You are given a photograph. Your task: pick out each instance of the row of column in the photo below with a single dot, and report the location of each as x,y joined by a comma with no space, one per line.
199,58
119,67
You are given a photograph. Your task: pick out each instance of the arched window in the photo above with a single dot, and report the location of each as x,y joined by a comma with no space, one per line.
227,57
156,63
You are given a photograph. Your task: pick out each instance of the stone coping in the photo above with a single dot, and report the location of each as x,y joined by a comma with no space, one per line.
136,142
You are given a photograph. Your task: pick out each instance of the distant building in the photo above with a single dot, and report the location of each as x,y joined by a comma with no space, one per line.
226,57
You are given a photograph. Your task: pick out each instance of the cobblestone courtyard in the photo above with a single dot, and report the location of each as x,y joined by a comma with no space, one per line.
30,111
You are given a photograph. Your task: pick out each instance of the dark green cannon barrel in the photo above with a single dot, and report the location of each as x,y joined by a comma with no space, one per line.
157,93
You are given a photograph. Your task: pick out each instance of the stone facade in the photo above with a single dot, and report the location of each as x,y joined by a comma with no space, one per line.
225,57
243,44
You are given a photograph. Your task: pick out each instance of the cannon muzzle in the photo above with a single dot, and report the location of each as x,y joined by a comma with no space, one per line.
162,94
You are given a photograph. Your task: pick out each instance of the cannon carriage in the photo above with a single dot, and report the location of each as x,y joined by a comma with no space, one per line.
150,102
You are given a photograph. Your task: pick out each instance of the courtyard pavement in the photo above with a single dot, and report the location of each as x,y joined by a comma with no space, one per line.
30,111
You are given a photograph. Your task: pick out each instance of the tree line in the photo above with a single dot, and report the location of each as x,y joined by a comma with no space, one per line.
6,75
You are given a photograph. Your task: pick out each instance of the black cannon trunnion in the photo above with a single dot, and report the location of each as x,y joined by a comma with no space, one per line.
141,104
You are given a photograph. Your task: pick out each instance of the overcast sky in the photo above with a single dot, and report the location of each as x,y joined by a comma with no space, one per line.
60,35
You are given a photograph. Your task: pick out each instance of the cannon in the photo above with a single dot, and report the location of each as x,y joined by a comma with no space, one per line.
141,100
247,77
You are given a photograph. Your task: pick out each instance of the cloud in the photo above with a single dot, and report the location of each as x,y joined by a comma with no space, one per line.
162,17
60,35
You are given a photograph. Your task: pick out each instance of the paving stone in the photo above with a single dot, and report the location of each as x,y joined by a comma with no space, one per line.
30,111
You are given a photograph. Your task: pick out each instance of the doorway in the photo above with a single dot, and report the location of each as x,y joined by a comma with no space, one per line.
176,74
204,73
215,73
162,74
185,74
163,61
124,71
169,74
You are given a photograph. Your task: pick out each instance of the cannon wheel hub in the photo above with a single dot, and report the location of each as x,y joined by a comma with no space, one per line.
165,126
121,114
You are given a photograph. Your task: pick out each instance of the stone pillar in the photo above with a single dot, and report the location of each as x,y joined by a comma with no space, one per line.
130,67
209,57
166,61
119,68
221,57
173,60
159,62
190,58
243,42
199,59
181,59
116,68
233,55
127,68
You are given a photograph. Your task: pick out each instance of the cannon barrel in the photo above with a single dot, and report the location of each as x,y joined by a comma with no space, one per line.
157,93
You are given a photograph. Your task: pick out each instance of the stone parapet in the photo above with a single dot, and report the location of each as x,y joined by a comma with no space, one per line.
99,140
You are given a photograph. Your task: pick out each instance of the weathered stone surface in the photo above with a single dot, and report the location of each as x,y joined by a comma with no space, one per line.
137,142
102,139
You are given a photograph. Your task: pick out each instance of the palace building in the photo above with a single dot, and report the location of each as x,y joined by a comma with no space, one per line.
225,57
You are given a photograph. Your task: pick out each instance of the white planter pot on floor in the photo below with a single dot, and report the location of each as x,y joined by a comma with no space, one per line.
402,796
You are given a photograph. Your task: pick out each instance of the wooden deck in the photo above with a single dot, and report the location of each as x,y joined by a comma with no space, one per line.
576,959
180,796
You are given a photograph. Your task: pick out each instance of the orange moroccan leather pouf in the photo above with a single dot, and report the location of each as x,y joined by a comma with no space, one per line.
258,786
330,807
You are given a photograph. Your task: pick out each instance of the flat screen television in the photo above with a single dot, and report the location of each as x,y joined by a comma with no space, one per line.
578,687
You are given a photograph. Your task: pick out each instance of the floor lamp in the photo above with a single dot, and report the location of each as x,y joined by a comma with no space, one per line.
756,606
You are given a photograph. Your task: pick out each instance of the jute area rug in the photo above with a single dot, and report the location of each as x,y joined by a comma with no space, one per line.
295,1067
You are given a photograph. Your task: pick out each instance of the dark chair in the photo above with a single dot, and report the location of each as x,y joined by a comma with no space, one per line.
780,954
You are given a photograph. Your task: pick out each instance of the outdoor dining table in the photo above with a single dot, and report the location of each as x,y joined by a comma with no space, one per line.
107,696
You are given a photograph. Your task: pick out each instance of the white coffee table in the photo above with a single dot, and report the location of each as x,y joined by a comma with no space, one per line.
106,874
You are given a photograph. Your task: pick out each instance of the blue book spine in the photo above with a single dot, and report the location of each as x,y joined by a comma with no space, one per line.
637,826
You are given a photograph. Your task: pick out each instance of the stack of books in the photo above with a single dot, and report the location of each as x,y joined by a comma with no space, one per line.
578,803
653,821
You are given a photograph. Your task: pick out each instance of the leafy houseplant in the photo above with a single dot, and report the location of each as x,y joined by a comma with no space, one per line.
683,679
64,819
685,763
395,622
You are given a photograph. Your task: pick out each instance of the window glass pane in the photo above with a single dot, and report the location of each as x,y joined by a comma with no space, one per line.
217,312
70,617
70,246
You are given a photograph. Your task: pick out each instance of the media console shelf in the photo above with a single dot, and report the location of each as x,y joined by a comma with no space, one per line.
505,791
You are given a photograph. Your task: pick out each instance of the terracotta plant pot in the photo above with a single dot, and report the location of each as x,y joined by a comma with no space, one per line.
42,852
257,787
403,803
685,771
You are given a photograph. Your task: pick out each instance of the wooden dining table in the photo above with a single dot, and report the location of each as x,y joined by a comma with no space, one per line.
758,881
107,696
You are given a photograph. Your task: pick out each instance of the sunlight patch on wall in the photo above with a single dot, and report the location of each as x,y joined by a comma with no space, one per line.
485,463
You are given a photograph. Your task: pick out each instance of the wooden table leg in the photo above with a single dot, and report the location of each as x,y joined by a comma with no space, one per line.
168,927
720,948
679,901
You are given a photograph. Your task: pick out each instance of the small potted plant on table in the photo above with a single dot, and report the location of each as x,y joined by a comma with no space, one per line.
--*--
**What needs to be done**
Exactly and exclusively, repeat the lines from the line that contains "of the media" through the end of the records, both ends included.

**Solution to the problem**
You are given a photograph. Your task: pick out each instance of the media console shelf in the photo above with a single dot, and report the location of each as x,y joined by a comma with no space, one per line.
505,791
You are given a photograph. Your task: pick out each instance of the terracotta plant pot in the photo above with a single dot, and report the location of each as x,y joined by a comma with no space, one per line.
42,852
257,787
403,803
685,771
You are given a photograph. Your task: pick out each instance of the wooden dining table in the photo above with a single dot, and report the location of each as x,y joined by a comma with no space, one per line.
758,881
107,696
You are given a photograph. Your task: pick out each instance of the sunlight patch on wall in the photo above with a single dot, and report the location of each as x,y joined by a comma with no space, one per line.
485,463
You are given a photograph. Your task: pick out each instance of the wooden table leg in the photo above with a single dot, and report the location of each as x,y joined by a comma with no space, one per line.
168,927
720,948
679,901
You are given a photograph. Your task: pick out each instance of the small potted plant on table in the photo above with a single dot, and report the location of each as x,y joined by a comma with no space, one per line.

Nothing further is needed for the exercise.